## WHAT TO PRODUCE
Pick out each line below that contains the word "ship", and copy those lines in full.

## MATERIAL PROVIDED
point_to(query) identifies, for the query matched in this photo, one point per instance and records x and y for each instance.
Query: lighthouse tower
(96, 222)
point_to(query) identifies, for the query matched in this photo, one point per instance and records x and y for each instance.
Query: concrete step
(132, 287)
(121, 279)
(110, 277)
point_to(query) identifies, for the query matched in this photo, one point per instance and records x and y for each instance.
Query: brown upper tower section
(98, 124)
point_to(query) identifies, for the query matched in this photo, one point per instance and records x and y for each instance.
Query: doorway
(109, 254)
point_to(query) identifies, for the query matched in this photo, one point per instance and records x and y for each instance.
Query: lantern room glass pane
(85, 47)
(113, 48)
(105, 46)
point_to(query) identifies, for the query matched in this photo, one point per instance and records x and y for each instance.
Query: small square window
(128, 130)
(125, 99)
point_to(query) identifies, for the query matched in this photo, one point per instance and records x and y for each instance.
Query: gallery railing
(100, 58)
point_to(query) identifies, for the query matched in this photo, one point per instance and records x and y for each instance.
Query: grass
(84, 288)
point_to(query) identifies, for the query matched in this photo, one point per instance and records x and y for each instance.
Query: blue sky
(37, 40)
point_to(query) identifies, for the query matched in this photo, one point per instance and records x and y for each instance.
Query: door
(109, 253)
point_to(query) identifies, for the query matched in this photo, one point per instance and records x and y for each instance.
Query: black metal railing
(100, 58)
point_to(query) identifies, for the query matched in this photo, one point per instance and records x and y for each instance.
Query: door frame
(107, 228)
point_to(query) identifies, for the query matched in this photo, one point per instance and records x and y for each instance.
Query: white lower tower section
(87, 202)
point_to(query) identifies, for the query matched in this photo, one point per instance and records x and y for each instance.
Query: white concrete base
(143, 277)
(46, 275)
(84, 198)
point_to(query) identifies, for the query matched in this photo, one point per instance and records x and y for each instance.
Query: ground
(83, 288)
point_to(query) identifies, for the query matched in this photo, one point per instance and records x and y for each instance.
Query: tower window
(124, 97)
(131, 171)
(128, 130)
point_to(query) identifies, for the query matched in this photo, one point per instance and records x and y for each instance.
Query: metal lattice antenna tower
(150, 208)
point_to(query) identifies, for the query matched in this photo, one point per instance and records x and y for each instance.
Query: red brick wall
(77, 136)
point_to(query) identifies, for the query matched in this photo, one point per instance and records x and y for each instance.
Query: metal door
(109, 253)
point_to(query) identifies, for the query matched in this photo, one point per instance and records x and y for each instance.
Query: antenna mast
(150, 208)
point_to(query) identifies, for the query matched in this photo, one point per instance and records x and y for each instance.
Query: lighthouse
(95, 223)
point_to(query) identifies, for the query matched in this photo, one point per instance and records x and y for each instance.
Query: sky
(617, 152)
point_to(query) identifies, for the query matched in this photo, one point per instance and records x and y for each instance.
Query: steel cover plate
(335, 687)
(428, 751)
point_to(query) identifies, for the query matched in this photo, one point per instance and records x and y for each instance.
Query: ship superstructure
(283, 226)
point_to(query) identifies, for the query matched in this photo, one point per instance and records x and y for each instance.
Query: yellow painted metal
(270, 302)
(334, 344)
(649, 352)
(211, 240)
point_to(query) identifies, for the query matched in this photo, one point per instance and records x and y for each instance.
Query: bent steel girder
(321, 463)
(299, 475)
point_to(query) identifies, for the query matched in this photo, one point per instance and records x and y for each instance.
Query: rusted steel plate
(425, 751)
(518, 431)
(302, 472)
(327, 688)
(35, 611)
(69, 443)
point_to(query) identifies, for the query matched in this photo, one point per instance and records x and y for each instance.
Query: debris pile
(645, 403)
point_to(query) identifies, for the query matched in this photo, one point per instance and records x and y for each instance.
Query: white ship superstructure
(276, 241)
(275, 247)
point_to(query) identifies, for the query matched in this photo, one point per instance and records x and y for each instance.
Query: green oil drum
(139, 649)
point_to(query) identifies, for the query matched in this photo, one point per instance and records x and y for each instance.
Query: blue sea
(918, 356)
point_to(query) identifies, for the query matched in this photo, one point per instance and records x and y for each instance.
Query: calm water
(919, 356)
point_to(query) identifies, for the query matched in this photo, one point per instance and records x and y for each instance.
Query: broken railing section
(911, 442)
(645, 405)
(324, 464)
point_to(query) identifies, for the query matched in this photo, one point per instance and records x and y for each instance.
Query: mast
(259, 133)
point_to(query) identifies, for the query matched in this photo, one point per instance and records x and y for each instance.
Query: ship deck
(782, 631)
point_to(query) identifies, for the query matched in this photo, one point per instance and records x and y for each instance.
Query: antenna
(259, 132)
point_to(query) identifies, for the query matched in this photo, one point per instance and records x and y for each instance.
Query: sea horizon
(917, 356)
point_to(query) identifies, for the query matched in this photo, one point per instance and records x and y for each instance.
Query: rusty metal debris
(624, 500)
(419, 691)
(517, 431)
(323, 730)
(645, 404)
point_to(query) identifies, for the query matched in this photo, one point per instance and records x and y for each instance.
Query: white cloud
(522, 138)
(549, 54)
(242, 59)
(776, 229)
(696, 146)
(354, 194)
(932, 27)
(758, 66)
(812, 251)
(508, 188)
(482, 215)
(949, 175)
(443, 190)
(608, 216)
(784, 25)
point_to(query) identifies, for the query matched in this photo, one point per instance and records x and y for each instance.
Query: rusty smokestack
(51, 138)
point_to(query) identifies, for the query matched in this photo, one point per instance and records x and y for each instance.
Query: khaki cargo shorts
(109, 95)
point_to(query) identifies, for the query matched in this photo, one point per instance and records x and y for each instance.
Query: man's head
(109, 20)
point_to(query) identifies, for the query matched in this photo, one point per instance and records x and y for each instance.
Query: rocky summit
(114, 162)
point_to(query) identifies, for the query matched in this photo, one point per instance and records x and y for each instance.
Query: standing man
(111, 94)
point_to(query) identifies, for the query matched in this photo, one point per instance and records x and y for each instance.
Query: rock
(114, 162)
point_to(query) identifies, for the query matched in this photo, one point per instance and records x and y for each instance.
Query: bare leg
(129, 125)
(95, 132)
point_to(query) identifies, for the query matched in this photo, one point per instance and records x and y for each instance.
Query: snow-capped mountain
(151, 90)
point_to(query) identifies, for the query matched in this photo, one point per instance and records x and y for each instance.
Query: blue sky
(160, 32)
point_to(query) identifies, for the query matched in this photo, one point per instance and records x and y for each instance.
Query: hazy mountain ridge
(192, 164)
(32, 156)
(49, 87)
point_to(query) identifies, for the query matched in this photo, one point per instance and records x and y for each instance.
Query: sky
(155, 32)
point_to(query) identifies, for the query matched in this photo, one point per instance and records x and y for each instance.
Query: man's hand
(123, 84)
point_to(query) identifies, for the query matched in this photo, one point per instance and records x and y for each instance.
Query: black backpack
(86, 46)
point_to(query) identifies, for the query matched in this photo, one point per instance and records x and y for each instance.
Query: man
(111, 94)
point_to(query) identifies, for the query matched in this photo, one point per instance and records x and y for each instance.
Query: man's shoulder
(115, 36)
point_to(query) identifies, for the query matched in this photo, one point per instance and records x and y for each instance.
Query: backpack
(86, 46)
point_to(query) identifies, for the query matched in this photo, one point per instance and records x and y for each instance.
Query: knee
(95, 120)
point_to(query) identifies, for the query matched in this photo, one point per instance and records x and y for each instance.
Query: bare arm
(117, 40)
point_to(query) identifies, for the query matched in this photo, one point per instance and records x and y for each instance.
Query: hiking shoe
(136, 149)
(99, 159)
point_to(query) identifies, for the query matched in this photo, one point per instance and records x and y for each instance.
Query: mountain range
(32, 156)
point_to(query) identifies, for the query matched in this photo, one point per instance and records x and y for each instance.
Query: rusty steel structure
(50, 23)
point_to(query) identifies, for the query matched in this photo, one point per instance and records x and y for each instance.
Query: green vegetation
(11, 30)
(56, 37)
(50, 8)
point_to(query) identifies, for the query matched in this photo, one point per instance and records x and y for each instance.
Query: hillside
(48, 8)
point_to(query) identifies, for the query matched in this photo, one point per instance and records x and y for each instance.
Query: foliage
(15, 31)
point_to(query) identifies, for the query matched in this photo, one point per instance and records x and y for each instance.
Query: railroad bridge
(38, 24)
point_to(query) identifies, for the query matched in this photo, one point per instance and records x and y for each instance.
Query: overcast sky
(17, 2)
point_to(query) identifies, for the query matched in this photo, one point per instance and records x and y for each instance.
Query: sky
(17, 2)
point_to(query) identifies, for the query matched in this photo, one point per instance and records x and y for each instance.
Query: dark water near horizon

## SOLUTION
Query: ship superstructure
Query: white ship superstructure
Query: ship deck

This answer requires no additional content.